__What is being asked__
Set the records down again in full, with every word kept.

__Excerpted records__
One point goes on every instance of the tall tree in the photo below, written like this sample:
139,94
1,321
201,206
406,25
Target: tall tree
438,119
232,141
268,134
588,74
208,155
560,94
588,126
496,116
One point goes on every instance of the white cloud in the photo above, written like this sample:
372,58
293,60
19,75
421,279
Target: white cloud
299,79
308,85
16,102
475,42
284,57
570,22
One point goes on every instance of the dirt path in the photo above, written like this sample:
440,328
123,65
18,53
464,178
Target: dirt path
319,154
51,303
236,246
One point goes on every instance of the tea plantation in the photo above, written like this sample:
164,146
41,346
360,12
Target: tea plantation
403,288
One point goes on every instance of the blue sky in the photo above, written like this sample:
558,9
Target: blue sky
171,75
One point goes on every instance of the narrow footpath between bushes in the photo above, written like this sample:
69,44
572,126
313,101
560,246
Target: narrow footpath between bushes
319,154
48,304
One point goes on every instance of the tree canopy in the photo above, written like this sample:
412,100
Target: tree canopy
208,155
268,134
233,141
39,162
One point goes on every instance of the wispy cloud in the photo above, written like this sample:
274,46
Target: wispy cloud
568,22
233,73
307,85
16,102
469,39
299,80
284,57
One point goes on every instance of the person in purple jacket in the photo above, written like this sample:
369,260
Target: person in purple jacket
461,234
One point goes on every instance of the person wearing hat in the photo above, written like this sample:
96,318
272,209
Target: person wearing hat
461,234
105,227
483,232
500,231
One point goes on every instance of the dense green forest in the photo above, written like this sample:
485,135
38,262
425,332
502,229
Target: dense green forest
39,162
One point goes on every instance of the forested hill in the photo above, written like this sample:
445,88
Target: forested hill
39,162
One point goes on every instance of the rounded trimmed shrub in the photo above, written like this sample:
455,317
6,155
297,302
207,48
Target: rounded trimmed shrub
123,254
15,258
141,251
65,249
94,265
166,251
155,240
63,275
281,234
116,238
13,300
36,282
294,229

__Answer section__
One point goes on every instance of the tall tree in the photo below, written like this sample:
139,94
1,321
201,206
406,25
Target: tall tree
438,119
232,141
268,134
588,74
208,155
560,94
588,126
496,116
One point goes on every instance of the white cloud in the photo above, written like this sample:
372,58
293,60
19,75
421,279
Target: white cloud
299,79
308,85
16,102
475,42
284,57
570,22
One point goes on every instance of the dirt path in the photo above, written like this sample:
440,328
123,65
18,53
464,178
Target: dirt path
319,154
51,303
236,246
One point goes on every instance of the tea plantation in the photo above, written like this sample:
164,146
41,346
360,12
Target: tea plantation
403,288
One point goes on every instance of the blue sky in the photo above, written like this sample:
558,9
Target: blue sky
171,75
One point goes on every instance of the narrow footpath between bushes in the photo above, written like this sample:
69,44
572,126
313,101
560,246
Target: narrow footpath between bushes
319,154
48,304
One point goes on every instance of the tree canopy in the photo above, written like this sample:
412,100
Target: tree canopy
208,155
268,134
233,141
39,162
One point goes on every instance of the wispy cloud in the photo above, written like this sample:
274,46
Target: wispy cloud
568,22
233,73
307,85
16,102
469,39
299,80
284,57
One point goes on every instance of the person in purple jacket in the photo above, written like this sample:
369,260
Target: person in purple jacket
461,234
One point goes on every instance of the person wearing hat in the photo above, written like this sample:
96,318
272,209
Target: person wearing hat
461,234
105,227
483,232
500,231
One point goes on every instance of the dense green forest in the photo above, written like this sample:
485,135
38,262
425,332
502,229
Target: dense green forest
39,162
One point goes on every instance of the forested hill in the photo above, written like this sample:
445,88
Target: forested hill
39,162
One point goes on every instance of the rounded trimmed shrub in the photo above, written like this sample:
455,317
6,155
297,302
207,48
Target: rounded trimmed shrub
123,254
15,258
141,251
65,249
94,265
166,251
155,240
63,275
281,234
116,238
13,300
36,282
294,229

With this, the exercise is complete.